[Source data]
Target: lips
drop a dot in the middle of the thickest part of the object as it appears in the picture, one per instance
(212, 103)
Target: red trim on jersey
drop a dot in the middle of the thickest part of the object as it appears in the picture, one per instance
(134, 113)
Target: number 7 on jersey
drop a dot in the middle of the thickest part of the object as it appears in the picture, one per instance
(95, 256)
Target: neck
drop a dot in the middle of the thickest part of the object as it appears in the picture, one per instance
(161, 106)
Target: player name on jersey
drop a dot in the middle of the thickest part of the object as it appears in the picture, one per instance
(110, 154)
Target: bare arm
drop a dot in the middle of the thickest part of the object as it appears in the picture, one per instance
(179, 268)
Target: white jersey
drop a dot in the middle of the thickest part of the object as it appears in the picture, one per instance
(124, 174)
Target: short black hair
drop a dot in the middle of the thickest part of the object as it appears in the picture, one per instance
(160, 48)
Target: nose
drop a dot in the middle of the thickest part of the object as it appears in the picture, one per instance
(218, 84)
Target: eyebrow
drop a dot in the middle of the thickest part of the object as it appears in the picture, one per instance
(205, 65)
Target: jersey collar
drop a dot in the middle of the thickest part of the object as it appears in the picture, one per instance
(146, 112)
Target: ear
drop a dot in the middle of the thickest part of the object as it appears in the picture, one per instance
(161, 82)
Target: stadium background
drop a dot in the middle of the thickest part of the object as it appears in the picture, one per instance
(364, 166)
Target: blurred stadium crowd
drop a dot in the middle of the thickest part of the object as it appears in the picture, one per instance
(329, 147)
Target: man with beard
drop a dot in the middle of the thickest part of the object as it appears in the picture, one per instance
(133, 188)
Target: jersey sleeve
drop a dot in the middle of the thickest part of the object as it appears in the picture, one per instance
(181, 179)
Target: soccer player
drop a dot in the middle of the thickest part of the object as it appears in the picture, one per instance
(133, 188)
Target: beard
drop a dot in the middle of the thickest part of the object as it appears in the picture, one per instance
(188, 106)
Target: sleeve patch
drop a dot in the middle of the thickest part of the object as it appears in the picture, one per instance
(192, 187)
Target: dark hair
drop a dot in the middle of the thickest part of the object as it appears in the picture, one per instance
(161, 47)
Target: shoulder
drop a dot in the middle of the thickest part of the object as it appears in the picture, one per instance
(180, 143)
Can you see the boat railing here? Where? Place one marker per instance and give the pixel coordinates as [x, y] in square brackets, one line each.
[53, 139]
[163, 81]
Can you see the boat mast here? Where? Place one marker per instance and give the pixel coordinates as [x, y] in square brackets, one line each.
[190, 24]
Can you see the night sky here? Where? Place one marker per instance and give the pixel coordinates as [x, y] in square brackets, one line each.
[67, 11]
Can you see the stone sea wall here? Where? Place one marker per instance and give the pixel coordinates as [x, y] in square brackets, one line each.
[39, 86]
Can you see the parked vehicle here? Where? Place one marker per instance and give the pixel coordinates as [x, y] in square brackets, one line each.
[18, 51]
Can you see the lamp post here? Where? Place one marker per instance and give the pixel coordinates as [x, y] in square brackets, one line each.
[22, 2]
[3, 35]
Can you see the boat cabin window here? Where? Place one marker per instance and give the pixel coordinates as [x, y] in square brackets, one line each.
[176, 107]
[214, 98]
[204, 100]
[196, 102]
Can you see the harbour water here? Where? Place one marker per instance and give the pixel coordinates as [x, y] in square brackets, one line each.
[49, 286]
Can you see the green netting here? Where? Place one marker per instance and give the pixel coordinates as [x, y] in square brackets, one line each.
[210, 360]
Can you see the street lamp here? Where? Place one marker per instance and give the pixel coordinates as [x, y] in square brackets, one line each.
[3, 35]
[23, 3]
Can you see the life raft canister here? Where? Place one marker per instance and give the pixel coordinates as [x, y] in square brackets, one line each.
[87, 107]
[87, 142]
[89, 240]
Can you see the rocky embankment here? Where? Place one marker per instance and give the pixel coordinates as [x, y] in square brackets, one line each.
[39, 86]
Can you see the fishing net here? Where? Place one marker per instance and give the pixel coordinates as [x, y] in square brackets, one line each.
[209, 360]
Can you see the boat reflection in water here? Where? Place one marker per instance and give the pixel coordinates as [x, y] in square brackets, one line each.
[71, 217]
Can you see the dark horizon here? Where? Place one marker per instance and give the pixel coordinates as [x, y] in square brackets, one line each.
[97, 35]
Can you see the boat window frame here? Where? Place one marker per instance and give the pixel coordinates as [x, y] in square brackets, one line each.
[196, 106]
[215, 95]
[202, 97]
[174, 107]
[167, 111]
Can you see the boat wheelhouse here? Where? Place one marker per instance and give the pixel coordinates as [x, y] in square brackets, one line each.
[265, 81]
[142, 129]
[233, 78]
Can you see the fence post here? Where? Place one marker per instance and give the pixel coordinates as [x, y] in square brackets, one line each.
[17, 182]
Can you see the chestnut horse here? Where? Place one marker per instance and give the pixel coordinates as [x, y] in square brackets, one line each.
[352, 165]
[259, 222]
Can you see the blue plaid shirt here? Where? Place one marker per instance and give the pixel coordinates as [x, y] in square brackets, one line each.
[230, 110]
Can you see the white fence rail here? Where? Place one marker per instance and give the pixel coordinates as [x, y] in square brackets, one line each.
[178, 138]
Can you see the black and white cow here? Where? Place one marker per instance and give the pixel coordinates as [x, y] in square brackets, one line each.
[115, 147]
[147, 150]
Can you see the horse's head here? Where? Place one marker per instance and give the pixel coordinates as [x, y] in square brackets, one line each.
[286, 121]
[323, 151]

*What is being asked:* List all lines above in which the string "sleeve" appears.

*Response to the exercise:*
Target: jersey sleeve
Target: sleeve patch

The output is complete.